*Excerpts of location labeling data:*
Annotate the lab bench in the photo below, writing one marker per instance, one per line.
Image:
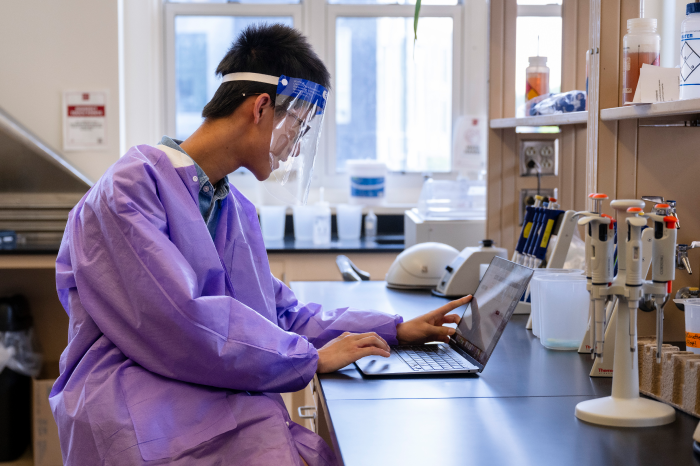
(520, 410)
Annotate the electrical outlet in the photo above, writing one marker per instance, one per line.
(538, 156)
(527, 197)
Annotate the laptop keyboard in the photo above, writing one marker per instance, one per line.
(432, 358)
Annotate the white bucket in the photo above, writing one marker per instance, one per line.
(535, 297)
(367, 181)
(692, 325)
(563, 310)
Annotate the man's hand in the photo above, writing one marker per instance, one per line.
(348, 348)
(429, 327)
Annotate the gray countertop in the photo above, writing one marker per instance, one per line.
(520, 410)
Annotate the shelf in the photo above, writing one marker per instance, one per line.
(558, 119)
(662, 109)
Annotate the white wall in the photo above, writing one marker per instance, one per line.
(48, 46)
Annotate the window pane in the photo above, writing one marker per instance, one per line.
(257, 2)
(200, 44)
(528, 30)
(394, 2)
(394, 101)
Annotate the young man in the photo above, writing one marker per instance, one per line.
(180, 339)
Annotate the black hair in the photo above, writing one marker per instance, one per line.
(272, 49)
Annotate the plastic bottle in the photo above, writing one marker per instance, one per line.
(690, 52)
(536, 78)
(641, 44)
(322, 222)
(370, 225)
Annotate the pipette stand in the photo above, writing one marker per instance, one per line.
(624, 408)
(565, 227)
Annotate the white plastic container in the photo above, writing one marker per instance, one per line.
(349, 221)
(303, 222)
(690, 52)
(692, 325)
(367, 181)
(563, 310)
(641, 45)
(272, 218)
(536, 298)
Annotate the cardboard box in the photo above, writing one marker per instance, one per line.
(47, 449)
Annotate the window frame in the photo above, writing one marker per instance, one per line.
(316, 19)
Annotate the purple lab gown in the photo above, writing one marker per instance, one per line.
(178, 345)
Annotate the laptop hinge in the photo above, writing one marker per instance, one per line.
(465, 355)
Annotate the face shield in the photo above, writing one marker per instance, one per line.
(297, 123)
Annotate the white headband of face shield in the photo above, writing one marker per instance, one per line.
(261, 78)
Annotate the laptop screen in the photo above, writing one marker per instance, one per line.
(494, 301)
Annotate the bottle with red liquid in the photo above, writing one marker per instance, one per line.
(536, 78)
(641, 44)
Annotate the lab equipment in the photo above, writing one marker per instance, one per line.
(272, 219)
(420, 267)
(322, 222)
(692, 325)
(483, 321)
(564, 310)
(349, 221)
(536, 78)
(452, 199)
(370, 225)
(550, 104)
(625, 408)
(461, 276)
(690, 33)
(19, 362)
(458, 233)
(535, 294)
(212, 317)
(349, 271)
(367, 181)
(641, 45)
(303, 217)
(297, 123)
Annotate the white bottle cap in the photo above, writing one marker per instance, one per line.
(641, 25)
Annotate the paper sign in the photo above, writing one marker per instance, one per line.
(84, 120)
(468, 145)
(657, 84)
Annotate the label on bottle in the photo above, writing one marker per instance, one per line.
(692, 340)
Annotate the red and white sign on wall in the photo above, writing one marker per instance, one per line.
(84, 120)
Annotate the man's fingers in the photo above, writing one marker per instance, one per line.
(373, 341)
(361, 336)
(373, 351)
(451, 319)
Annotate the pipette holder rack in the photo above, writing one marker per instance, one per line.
(624, 408)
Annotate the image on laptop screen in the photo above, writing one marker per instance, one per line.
(490, 309)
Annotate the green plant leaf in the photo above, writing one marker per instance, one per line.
(415, 20)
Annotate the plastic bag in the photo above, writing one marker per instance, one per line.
(18, 352)
(549, 104)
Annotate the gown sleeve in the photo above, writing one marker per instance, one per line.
(146, 298)
(322, 325)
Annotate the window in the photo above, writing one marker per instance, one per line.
(393, 99)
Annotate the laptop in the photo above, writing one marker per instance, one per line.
(482, 324)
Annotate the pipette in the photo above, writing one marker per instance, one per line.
(663, 264)
(634, 261)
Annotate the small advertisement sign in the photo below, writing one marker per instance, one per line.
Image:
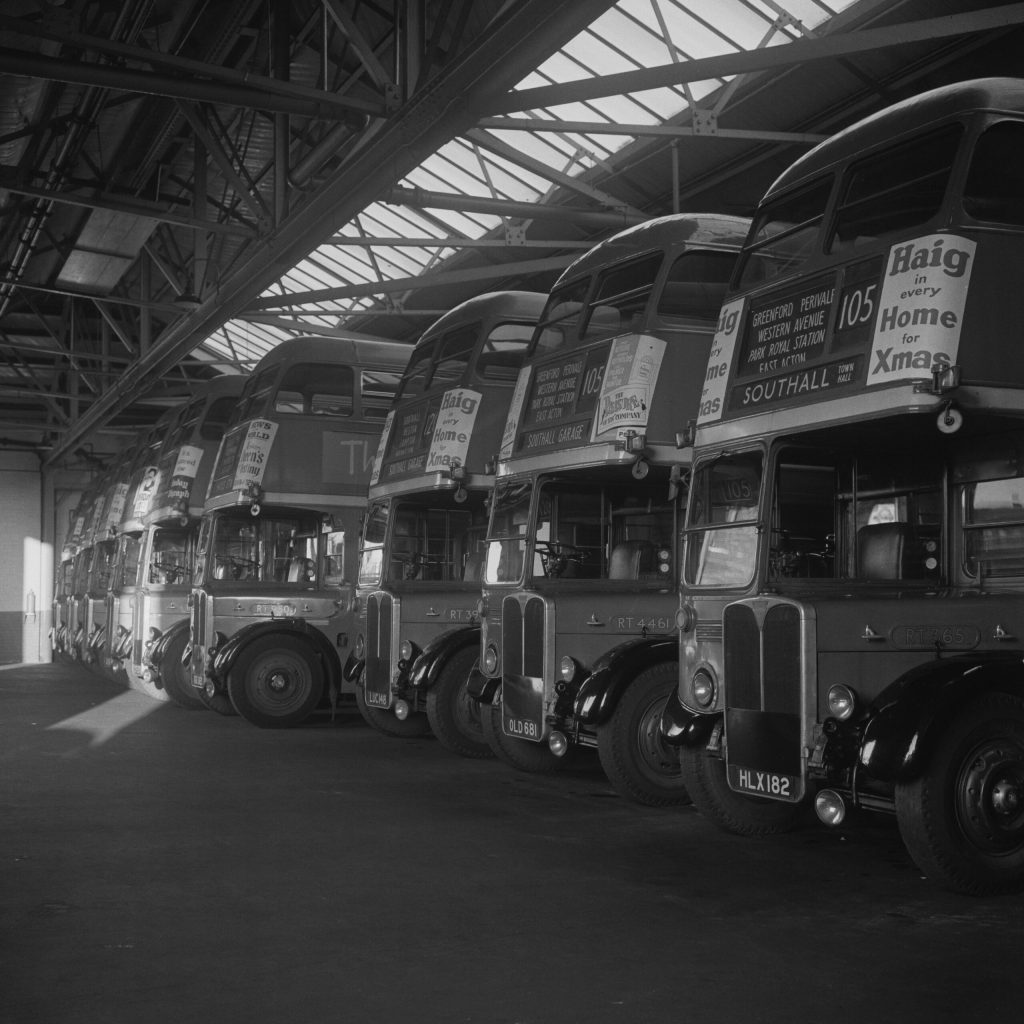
(375, 472)
(629, 384)
(921, 306)
(719, 361)
(145, 492)
(453, 429)
(514, 414)
(183, 475)
(253, 454)
(559, 407)
(116, 510)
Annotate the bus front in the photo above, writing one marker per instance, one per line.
(853, 558)
(272, 590)
(422, 543)
(581, 578)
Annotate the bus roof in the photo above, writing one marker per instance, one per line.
(676, 228)
(363, 351)
(519, 305)
(907, 117)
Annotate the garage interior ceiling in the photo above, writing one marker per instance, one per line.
(184, 183)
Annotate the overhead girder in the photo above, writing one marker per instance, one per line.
(623, 217)
(445, 105)
(324, 105)
(765, 58)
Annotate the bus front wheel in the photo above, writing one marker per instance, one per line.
(963, 818)
(275, 682)
(639, 765)
(175, 676)
(454, 716)
(705, 778)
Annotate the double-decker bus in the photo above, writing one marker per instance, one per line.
(581, 582)
(74, 566)
(272, 601)
(93, 564)
(157, 546)
(422, 542)
(130, 491)
(852, 617)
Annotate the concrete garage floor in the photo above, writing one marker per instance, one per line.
(158, 864)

*Stated goal:* The entries above should be reproduced exactly, without their pictures.

*Correct answer:*
Annotate the lab bench in the photo below, writing one marker per instance, one per line.
Image:
(520, 410)
Annotate the electrical outlet in the photo above, writing one marker per instance, one per line.
(538, 156)
(527, 197)
Annotate the laptop keyboard in the photo above, writing one marker per instance, one per line.
(432, 358)
Annotate the white bucket in the photo above, writing one marker per instance, one per line.
(535, 297)
(367, 181)
(692, 325)
(563, 310)
Annotate the man's hand in the photo above, writing one marker per instance, one per line.
(348, 348)
(429, 327)
Annotate the gray countertop in the photo above, writing one marker per instance, one per line.
(520, 410)
Annotate the shelf in the photo above, writing one marker per instance, one per line.
(558, 119)
(662, 109)
Annotate the white wall in the photo above, writing one marker per instance, one per line.
(48, 46)
Annotate the window pane in the photo above, writing one marker per instance, one per line.
(257, 2)
(200, 44)
(528, 30)
(394, 2)
(394, 101)
Annotate the young man in the photo above, writing one marker per instance, one per line.
(180, 339)
Annotate the black hair in the photo above, writing one marker per instance, one per line.
(272, 49)
Annotate the plastic bottle in the photo above, writing one marker per instance, one per line.
(690, 52)
(536, 78)
(641, 44)
(322, 222)
(370, 225)
Annotate the pipette stand in the photo above, writing one marker per instance, one per line.
(624, 408)
(565, 227)
Annotate the white plastic container in the photo above, writing one marker per instance, one per line.
(349, 221)
(303, 222)
(690, 52)
(692, 325)
(367, 181)
(563, 310)
(641, 45)
(272, 218)
(536, 298)
Annotate the cardboard box in the photo above, writing one marker per instance, one per line.
(47, 449)
Annotate the window frame in the photo above, writing one marker per instance, one per line.
(316, 19)
Annotate the purple lab gown in the photo above, writing one marker per instance, one per line.
(178, 345)
Annotate the laptop hinge in the photo above, writing one marker per instance, one per line.
(465, 355)
Annotate the face shield in the photo above, writing one marker per instance, one per line.
(297, 123)
Annotate the white headband of face shield in the photo above, writing one marker per instance, one per line.
(261, 78)
Annotate the laptop screen in the photo above, writing one marker per instance, one per line.
(494, 301)
Annotate the bottle with red liquid in the photo above, writing one marker per instance, one per line.
(536, 78)
(641, 44)
Annotate the lab equipment in the photo above, writing one marker per instance, one per line.
(272, 219)
(420, 267)
(322, 222)
(692, 325)
(483, 321)
(564, 310)
(349, 221)
(536, 78)
(452, 199)
(370, 225)
(550, 104)
(625, 408)
(461, 276)
(690, 33)
(19, 362)
(458, 233)
(535, 294)
(212, 317)
(349, 271)
(367, 181)
(641, 45)
(303, 217)
(297, 123)
Annotate the white bottle cap in the photo above, writing one marker per instance, one per line.
(641, 25)
Annotate the paper sign in the photo above, writing one marker per instance, one per line.
(84, 120)
(468, 145)
(657, 84)
Annotate the label on bottle in the photo above, writing one marker per instance, one per line.
(692, 340)
Annotate the red and white sign on wall in the photo above, writing one marker per instance, one per line.
(84, 120)
Annotate the man's fingers in the photo above, writing one marker per instance, one per line.
(373, 341)
(361, 336)
(373, 351)
(451, 319)
Annotate the pipette holder rack in the photo above, writing one marker per instance, one per line.
(624, 408)
Annotate the image on laptop screen in the photo above, writing one marker per instance, one per line.
(490, 309)
Annotate the green plant leaf in the photo above, writing one marker per instance, one per line.
(415, 20)
Annotate the plastic bag in the photo above, writing one marker per instance, one per line.
(18, 352)
(549, 104)
Annotate the gown sleeve in the photo above, writing one marker per instance, one per line.
(146, 298)
(322, 325)
Annotate the window in the photo above, writing one marker per instance, one per line.
(393, 99)
Annotate the laptop in the photo above, writing one marker per instance, one per line.
(482, 324)
Annotate the pipette in the photo above, writing one marker per instance, one per line.
(663, 264)
(634, 261)
Annotate the small advertisement sign in the photo below, writing one marker per instance, one per line.
Image:
(375, 472)
(629, 384)
(921, 306)
(719, 361)
(145, 492)
(453, 429)
(514, 414)
(183, 475)
(253, 454)
(559, 407)
(116, 510)
Annotate the bus front in the photo above, writing one marker per instance, one per line.
(853, 558)
(272, 590)
(422, 543)
(581, 578)
Annotate the bus roof in the photo above, writing one marker per instance, one per line.
(676, 228)
(363, 351)
(519, 305)
(907, 117)
Annotate the garage interior ceiling in the photo above, writing one marker per instance, one per line.
(184, 183)
Annotate the overhead girder in the photo above, writing one marker per instance, one per line.
(623, 217)
(445, 105)
(324, 105)
(765, 58)
Annotate the bus front wheel in the photo above, writing one marker per instance, one per line.
(963, 818)
(275, 682)
(639, 765)
(175, 676)
(454, 716)
(705, 778)
Annotate the double-decker bus in the photo above, writing one marker per instance, one per line.
(581, 582)
(74, 566)
(272, 601)
(93, 564)
(157, 546)
(422, 542)
(130, 491)
(852, 617)
Annotate the concrete garage floor in the photo above, writing one marker per instance, one per line.
(158, 864)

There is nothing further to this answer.